ASSIGNMENT:
Skip every image and restate the data word for word.

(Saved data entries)
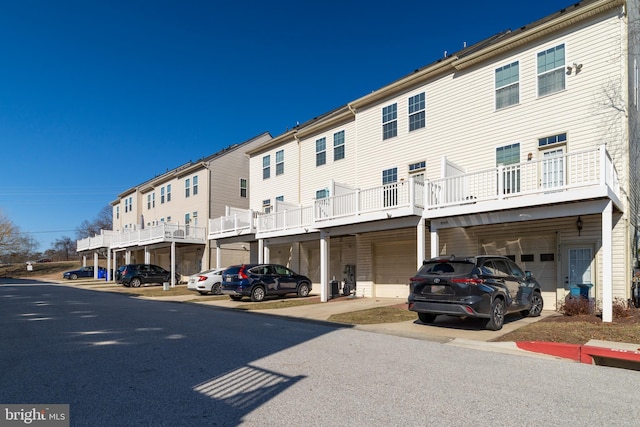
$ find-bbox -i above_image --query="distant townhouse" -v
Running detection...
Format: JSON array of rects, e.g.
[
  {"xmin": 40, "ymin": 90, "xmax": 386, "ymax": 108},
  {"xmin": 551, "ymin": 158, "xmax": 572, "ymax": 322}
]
[
  {"xmin": 208, "ymin": 0, "xmax": 639, "ymax": 321},
  {"xmin": 76, "ymin": 132, "xmax": 271, "ymax": 282}
]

SOLUTION TO THE EXERCISE:
$ find-bbox -i above_image --query="distant townhouse" -v
Running detection...
Format: JSON array of rects, e.g.
[
  {"xmin": 40, "ymin": 90, "xmax": 386, "ymax": 108},
  {"xmin": 551, "ymin": 158, "xmax": 572, "ymax": 322}
]
[
  {"xmin": 208, "ymin": 0, "xmax": 639, "ymax": 321},
  {"xmin": 76, "ymin": 132, "xmax": 271, "ymax": 282}
]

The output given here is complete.